[Begin GIVEN RECORDS]
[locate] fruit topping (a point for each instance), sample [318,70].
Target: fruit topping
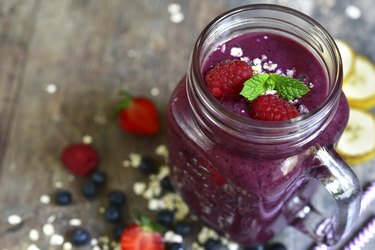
[272,108]
[225,80]
[80,159]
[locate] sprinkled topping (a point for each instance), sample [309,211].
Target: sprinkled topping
[51,88]
[75,222]
[87,139]
[34,235]
[14,219]
[33,247]
[236,52]
[45,199]
[48,229]
[353,12]
[56,240]
[154,91]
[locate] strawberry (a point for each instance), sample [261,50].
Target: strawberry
[225,80]
[272,108]
[141,236]
[138,115]
[80,159]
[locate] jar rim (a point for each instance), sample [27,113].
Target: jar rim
[329,101]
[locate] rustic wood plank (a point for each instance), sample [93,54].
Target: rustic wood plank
[17,20]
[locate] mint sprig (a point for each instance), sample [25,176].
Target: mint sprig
[287,87]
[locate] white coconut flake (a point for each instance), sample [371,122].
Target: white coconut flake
[236,52]
[75,222]
[45,199]
[67,246]
[174,8]
[14,219]
[87,139]
[48,229]
[51,88]
[353,12]
[56,240]
[33,247]
[34,235]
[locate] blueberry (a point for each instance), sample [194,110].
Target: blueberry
[276,246]
[255,247]
[90,190]
[116,198]
[99,177]
[166,184]
[183,228]
[112,214]
[63,197]
[147,165]
[165,218]
[117,232]
[175,246]
[80,236]
[212,244]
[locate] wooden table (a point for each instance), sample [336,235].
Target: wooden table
[62,64]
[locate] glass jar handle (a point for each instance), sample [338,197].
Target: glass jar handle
[343,185]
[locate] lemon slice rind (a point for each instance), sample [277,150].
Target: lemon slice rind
[357,143]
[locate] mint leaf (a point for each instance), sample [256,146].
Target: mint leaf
[256,86]
[289,88]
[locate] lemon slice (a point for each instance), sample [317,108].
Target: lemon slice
[357,143]
[359,88]
[347,55]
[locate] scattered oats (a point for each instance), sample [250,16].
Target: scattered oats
[34,235]
[51,88]
[162,150]
[56,240]
[51,219]
[174,8]
[33,247]
[14,219]
[45,199]
[75,222]
[236,52]
[177,17]
[290,72]
[135,160]
[126,163]
[353,12]
[154,91]
[139,188]
[87,139]
[102,210]
[58,184]
[101,119]
[155,204]
[67,246]
[94,242]
[233,246]
[257,69]
[48,229]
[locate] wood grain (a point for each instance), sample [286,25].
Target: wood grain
[89,50]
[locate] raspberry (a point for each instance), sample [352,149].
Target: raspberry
[225,80]
[272,108]
[80,159]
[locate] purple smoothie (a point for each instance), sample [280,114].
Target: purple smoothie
[244,196]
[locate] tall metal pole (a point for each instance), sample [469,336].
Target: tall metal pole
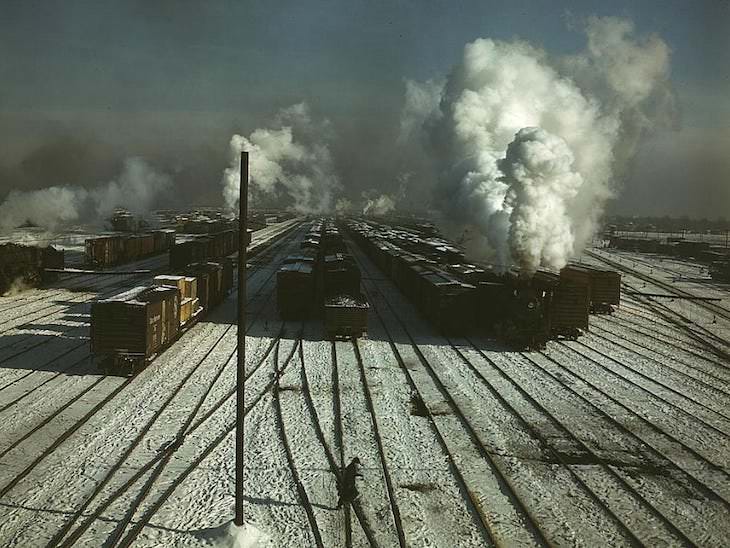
[241,351]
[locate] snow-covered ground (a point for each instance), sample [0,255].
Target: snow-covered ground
[619,438]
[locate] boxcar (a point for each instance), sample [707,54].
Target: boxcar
[105,250]
[605,285]
[295,287]
[346,315]
[133,327]
[340,275]
[569,308]
[209,283]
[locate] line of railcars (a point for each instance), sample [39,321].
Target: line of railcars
[130,329]
[25,265]
[322,278]
[523,311]
[117,249]
[209,247]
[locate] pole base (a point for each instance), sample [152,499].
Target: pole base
[230,535]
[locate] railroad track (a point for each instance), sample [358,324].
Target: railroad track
[86,417]
[141,435]
[86,297]
[164,455]
[649,331]
[676,393]
[486,527]
[335,468]
[257,260]
[637,497]
[666,359]
[301,491]
[711,307]
[339,442]
[628,415]
[701,335]
[154,507]
[381,452]
[260,258]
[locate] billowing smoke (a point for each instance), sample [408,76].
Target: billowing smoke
[343,206]
[138,188]
[538,170]
[528,146]
[381,205]
[290,161]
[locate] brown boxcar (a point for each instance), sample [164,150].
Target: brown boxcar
[133,327]
[569,308]
[295,286]
[105,250]
[346,315]
[209,282]
[605,285]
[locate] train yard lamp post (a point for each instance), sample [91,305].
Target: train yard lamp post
[241,349]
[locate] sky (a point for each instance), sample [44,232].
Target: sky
[86,85]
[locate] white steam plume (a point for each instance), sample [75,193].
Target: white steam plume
[538,169]
[291,158]
[381,205]
[514,185]
[137,189]
[343,206]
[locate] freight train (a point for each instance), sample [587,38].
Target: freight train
[24,266]
[203,248]
[323,278]
[124,248]
[523,311]
[130,329]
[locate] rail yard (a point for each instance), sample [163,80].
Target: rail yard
[485,410]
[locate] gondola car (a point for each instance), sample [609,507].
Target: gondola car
[605,285]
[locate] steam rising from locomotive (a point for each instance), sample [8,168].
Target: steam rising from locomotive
[291,159]
[528,146]
[138,188]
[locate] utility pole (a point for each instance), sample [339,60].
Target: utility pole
[241,349]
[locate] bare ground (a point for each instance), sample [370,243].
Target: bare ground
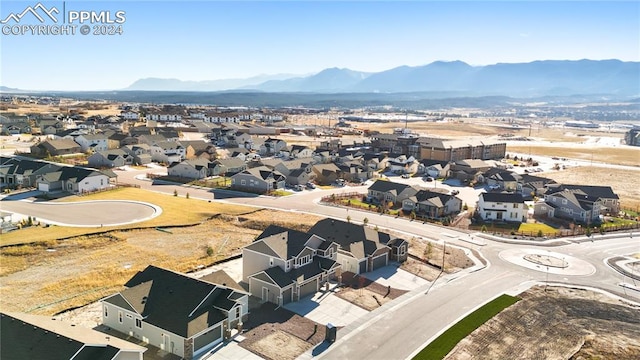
[365,293]
[279,333]
[559,323]
[54,276]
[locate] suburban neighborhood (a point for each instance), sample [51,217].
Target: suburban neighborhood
[473,191]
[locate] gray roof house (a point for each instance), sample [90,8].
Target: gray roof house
[284,265]
[110,158]
[389,191]
[36,337]
[259,180]
[177,313]
[190,169]
[361,248]
[502,207]
[432,204]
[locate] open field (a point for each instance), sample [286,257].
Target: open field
[623,182]
[624,155]
[558,323]
[173,213]
[439,347]
[52,276]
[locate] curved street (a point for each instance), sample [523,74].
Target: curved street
[404,328]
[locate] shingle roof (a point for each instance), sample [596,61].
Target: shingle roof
[192,302]
[503,197]
[361,241]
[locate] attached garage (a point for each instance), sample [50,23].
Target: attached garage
[286,296]
[379,262]
[309,288]
[208,339]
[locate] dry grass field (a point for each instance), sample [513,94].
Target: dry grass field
[52,276]
[173,213]
[558,323]
[623,182]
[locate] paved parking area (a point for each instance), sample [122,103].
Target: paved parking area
[325,308]
[395,277]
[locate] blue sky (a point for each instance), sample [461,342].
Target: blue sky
[208,40]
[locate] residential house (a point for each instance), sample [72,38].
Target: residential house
[502,207]
[361,248]
[226,167]
[258,180]
[284,265]
[57,147]
[502,180]
[167,152]
[583,204]
[454,150]
[272,147]
[16,172]
[530,185]
[435,169]
[110,159]
[74,179]
[177,313]
[469,170]
[326,174]
[92,142]
[376,161]
[27,336]
[401,164]
[199,149]
[383,191]
[190,169]
[296,152]
[140,152]
[432,204]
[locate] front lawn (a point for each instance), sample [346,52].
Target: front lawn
[441,346]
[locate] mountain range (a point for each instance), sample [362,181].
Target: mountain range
[537,78]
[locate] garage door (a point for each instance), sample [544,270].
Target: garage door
[379,262]
[286,296]
[309,288]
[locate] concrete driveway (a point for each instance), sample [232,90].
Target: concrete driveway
[325,308]
[395,277]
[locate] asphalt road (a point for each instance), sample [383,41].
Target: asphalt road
[83,214]
[399,332]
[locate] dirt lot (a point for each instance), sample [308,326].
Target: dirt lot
[559,323]
[279,333]
[365,293]
[623,182]
[52,276]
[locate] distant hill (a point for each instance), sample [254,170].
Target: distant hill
[533,79]
[159,84]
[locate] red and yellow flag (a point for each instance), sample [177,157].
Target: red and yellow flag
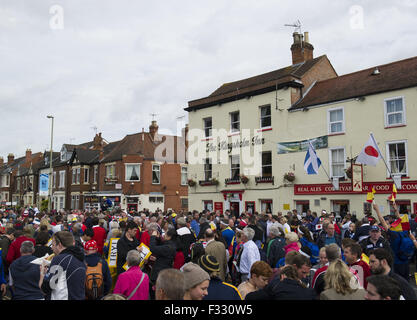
[401,224]
[370,196]
[393,195]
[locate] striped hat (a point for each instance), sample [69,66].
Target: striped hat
[209,263]
[90,245]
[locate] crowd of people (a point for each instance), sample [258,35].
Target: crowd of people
[116,255]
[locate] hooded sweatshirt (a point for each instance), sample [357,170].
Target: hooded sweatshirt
[65,279]
[24,276]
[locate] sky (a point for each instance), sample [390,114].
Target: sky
[107,66]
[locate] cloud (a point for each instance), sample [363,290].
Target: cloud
[114,63]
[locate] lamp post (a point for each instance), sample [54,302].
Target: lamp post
[50,167]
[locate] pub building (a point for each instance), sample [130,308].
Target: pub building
[286,109]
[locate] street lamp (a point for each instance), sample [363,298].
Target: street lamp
[50,167]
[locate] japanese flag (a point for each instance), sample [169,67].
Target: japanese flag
[370,154]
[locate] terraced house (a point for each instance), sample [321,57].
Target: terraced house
[248,139]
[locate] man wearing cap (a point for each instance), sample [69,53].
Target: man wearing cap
[92,259]
[218,250]
[196,281]
[186,238]
[374,240]
[217,289]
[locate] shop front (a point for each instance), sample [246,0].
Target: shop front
[132,203]
[233,201]
[91,202]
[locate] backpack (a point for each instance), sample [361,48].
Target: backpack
[315,251]
[405,247]
[94,284]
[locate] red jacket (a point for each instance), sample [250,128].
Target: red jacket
[14,249]
[362,271]
[145,238]
[100,237]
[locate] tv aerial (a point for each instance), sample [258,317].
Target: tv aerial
[296,25]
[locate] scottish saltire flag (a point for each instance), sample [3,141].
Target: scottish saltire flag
[311,161]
[End GIVEN RECORDS]
### TASK INSTRUCTIONS
Turn everything from the line containing "[locate] scottish saltire" down to the final line of the rows above into a numbered list, leaving out any blank lines.

### OUTPUT BELOW
1. [locate] scottish saltire flag (a point for each instance), sample [3,141].
2. Target: scottish saltire flag
3. [311,161]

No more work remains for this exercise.